## Directions
Please reproduce, word for word, the passage of the appeal court opinion below that opens with the words "With respect to" and closes with "the second indictment.".

## Extract provided
On appeal, this court must defer to the trial court's credibility determinations between competing factual testimony. State v. Locurto, 157 N.J. 463, 474 (1999); State v. Hodgson, 44 N.J. 151, 163 (1965), cert. denied, 384 U.S. 1021, 86 S.Ct. 1929, 16 L.Ed. 2d 1022 (1966). Considering the testimony of Officer Mason that defendant was advised of his right to refuse consent and to stop the search after it began, and evidence that defendant's mental and physical condition did not interfere with his ability to understand his rights or to exercise his free will, there was ample evidence in the record to support the judge's conclusion that defendant voluntarily consented to the search.

III.

With respect to defendant's guilty plea, Rule 3:9-2 requires that the court determine "by inquiry of the defendant and others, in the court's discretion, that there is a factual basis for the plea." The May 23, 2007, transcript of the plea hearing establishes that the plea agreement required defendant to plead guilty to counts two and seven of Indictment No. 06-09-2187 and to counts four and five of Indictment No. 06-09-2024. Upon questioning by the judge, defendant could not acknowledge a particular school within 1,000 feet of the location where he distributed heroin on August 3, 2006, as charged in count four of the second indictment.

The court moved on to count five, charging possession with intent to distribute within 500 feet of public property, and the following colloquy took place:

THE COURT: All right. Now, on the same date, Count 5, did you knowingly or purposely possess with intent to distribute C.D.S. within 500 - I'm sorry, C.D.S. that was heroin within 500 feet of what?

[ASSISTANT PROSECUTOR]: This would've been Brown's Memorial Park.

DEFENDANT: Your Honor, that sounds like the same - the same as - I'm confused now because it sounds like the same -

[DEFENSE COUNSEL]: Well, it is.

[ASSISTANT PROSECUTOR]: It's also Stanley Holmes, too, Your Honor.

## Information provided

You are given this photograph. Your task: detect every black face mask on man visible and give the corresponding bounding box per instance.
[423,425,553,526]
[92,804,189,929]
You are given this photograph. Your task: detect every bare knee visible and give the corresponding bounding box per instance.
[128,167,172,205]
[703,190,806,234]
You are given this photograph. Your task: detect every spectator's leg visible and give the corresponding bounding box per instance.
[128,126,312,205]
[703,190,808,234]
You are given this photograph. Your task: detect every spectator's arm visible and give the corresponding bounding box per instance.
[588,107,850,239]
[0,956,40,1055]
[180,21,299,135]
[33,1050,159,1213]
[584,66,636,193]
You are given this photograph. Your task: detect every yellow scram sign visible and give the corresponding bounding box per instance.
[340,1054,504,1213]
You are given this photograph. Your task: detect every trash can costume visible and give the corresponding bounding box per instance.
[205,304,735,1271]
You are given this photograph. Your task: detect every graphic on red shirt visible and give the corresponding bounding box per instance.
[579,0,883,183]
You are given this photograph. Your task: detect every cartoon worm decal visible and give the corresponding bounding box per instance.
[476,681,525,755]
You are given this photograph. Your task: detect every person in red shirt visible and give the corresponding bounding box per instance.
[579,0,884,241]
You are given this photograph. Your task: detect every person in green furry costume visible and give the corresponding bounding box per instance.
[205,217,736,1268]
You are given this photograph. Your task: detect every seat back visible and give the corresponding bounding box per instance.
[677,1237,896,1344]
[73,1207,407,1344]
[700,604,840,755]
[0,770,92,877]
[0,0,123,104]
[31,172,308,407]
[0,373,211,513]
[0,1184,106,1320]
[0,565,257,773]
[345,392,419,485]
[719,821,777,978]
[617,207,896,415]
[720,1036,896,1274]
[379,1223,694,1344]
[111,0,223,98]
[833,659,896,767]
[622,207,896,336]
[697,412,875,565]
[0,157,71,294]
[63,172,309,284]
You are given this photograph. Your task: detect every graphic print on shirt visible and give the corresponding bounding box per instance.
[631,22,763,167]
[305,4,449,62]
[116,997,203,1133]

## Output for this task
With respect to defendant's guilty plea, Rule 3:9-2 requires that the court determine "by inquiry of the defendant and others, in the court's discretion, that there is a factual basis for the plea." The May 23, 2007, transcript of the plea hearing establishes that the plea agreement required defendant to plead guilty to counts two and seven of Indictment No. 06-09-2187 and to counts four and five of Indictment No. 06-09-2024. Upon questioning by the judge, defendant could not acknowledge a particular school within 1,000 feet of the location where he distributed heroin on August 3, 2006, as charged in count four of the second indictment.